Start INFORMATION GIVEN

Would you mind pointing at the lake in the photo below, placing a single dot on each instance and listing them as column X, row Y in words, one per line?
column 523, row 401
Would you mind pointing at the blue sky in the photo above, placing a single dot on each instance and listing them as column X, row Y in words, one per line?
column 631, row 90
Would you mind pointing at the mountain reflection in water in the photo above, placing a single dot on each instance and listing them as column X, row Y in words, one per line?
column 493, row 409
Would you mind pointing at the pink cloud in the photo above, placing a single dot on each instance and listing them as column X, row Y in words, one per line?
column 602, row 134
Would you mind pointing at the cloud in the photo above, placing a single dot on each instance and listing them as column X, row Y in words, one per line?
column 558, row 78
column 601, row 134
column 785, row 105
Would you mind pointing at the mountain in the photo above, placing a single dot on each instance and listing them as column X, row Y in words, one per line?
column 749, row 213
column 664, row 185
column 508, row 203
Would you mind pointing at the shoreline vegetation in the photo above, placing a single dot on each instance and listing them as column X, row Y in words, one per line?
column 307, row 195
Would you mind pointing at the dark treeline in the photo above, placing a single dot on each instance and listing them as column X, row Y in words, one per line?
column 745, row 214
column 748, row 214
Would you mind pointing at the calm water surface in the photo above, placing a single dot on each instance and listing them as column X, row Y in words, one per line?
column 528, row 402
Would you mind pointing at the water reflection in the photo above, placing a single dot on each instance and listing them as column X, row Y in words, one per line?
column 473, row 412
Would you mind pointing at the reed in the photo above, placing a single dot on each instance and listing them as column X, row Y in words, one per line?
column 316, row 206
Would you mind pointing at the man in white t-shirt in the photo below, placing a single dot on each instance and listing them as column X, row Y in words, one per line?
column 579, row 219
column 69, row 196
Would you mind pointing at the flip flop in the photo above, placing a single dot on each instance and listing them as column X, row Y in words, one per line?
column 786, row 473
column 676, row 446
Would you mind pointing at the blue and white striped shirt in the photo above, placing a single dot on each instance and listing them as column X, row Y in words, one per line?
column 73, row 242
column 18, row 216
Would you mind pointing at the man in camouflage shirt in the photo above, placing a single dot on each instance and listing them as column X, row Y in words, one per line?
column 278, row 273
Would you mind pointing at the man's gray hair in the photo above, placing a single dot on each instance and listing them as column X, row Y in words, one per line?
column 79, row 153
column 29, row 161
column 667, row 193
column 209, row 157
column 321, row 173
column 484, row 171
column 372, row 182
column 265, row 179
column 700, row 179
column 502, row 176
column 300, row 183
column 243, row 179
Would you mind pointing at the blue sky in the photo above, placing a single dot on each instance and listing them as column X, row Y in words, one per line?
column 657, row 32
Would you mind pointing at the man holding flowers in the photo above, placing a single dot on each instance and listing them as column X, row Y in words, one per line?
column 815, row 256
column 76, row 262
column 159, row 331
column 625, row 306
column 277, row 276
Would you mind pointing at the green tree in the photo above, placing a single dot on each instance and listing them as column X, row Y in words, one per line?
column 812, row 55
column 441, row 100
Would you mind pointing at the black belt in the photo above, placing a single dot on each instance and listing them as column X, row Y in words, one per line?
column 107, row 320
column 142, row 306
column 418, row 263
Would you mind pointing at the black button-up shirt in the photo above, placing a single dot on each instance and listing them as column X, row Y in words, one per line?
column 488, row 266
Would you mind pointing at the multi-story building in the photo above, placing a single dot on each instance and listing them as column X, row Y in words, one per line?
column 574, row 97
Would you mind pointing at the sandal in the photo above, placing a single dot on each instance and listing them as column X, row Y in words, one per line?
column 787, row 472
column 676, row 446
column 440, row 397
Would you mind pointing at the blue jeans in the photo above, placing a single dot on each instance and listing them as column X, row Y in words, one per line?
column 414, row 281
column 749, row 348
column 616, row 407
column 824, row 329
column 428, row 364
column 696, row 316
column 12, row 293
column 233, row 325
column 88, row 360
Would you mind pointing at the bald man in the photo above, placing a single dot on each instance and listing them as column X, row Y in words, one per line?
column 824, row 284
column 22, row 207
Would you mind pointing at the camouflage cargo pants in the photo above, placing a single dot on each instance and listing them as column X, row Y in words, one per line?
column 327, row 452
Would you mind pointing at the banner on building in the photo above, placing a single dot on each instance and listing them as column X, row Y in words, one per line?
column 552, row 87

End INFORMATION GIVEN

Turn the entire listing above into a numbered list, one line per number, skipping any blank lines.

1. Would you mind pointing at the lake in the photo below, placing a single dot on each instance and listing them as column X, row Y in words, one per line?
2. column 523, row 401
3. Would you mind pointing at the blue sky in the photo above, placing a single dot on each instance and listing them as column X, row Y in words, one per line?
4. column 631, row 90
5. Would you mind pointing at the mountain reflection in water in the photo above, placing a single dot on each instance and listing them as column X, row Y in words, one per line?
6. column 493, row 409
7. Would you mind pointing at the pink cloud in the photo above, placing a single dot on each instance and listing them as column X, row Y in words, one per line?
8. column 602, row 134
9. Would you mind pointing at the cloud in the photo above, placing a single dot on each instance and listing them as column X, row Y in words, one per line?
10. column 558, row 78
11. column 601, row 134
12. column 785, row 105
13. Would you mind pointing at the mountain in the photo above, placing a single dot on each instance and listing them as column X, row Y in words, one per line?
14. column 749, row 213
15. column 664, row 185
16. column 508, row 203
17. Would you mind pointing at the shoreline vegetation in the photo above, placing a single dot on each instance and listing them as column X, row Y in words, one per line?
18. column 307, row 195
19. Would you mind pointing at the dark treeline in the photo above, placing a single dot on each instance and listing them as column X, row Y in words, one per line?
20. column 745, row 214
21. column 748, row 214
22. Would you mind pointing at the calm water surface in the photo above, placing a single dot on each instance and listing them as column X, row Y in words, one per line?
23. column 528, row 402
24. Would you mind pointing at the water reflection in the photo above, placing a single dot on each instance and listing them as column X, row Y in words, one per line?
25. column 473, row 412
26. Would you mind pointing at the reed in the photo above, placing a single dot on each instance and listing them as column X, row Y in words, one per line?
27. column 316, row 206
28. Would you mind pointing at the man in white t-shirt in the photo below, placing a single dot on each instance and listing them as column X, row Y in words, one per line?
29. column 579, row 219
30. column 69, row 196
31. Would you mind pointing at the flip flop in the photo above, placing a single dot on each instance and listing them as column X, row Y in words, one per line?
32. column 786, row 473
33. column 676, row 446
34. Would you mind pointing at the blue and white striped shirt in the photo above, placing a single dot on each instance and listing them as column X, row Y in words, one per line?
35. column 73, row 242
36. column 18, row 216
37. Would you mind pointing at the man in camouflage shirt in the photo above, placing a single dot on each instance and listing them as column X, row Y in words, one per line?
38. column 278, row 273
39. Would you mind pointing at the man's gray hair in the photo above, placing a single dot on each instance and listing them as column X, row Y in words, one per line?
40. column 79, row 153
41. column 29, row 161
42. column 667, row 193
43. column 209, row 157
44. column 321, row 173
45. column 484, row 171
46. column 372, row 182
47. column 265, row 179
48. column 700, row 179
49. column 502, row 176
50. column 300, row 183
51. column 243, row 179
52. Would you mind pointing at the blue sky in the photo above, placing a single dot on each instance and listing them as column X, row Y in words, one per line?
53. column 657, row 32
54. Would you mind pointing at the man holding flowers in the photo above, placing a single dot on each instance and listing them as column X, row Y in words, one per line?
55. column 815, row 256
56. column 76, row 262
57. column 159, row 331
58. column 625, row 306
59. column 277, row 276
60. Would you mind pointing at the green tree in the photo above, placing a single dot on each instance and listing them as column X, row Y in words, one per line?
61. column 812, row 55
62. column 441, row 100
63. Would you mind pointing at the black belt in the photo above, placing a single dot on each instance and listing them as column X, row Y in words, one per line?
64. column 107, row 320
65. column 142, row 306
66. column 418, row 263
67. Would you mind pointing at the black button-up shirt in the photo above, placing a single dot on each instance and listing them as column X, row Y in words, one per line?
68. column 488, row 266
69. Would you mind pointing at the multi-story building in the photo above, placing a single dot on each instance and listing them as column X, row Y in words, one per line?
70. column 574, row 97
71. Would you mind pointing at the sandal in the photo above, placing a single dot on each instance and listing them as column X, row Y in words, one per line?
72. column 787, row 472
73. column 676, row 446
74. column 440, row 397
75. Would you mind pointing at the blue jeans in the photo above, placing a single dot on each instance and listing them as column X, row Y in words, one per line?
76. column 414, row 281
77. column 749, row 348
78. column 616, row 407
79. column 824, row 329
80. column 428, row 364
81. column 696, row 316
82. column 12, row 293
83. column 233, row 325
84. column 88, row 360
85. Would you mind pointing at the bald man in the photo above, placing a single dot on each instance and listing them as column X, row Y in words, one per line?
86. column 824, row 284
87. column 22, row 207
88. Would you mind pointing at the camouflage cargo pants in the photo above, placing a single dot on each instance and listing them as column X, row Y in words, one per line?
89. column 327, row 452
90. Would you mind pointing at the banner on building in the photo above, placing a single dot on each instance and listing them as column X, row Y in words, one per line?
91. column 552, row 87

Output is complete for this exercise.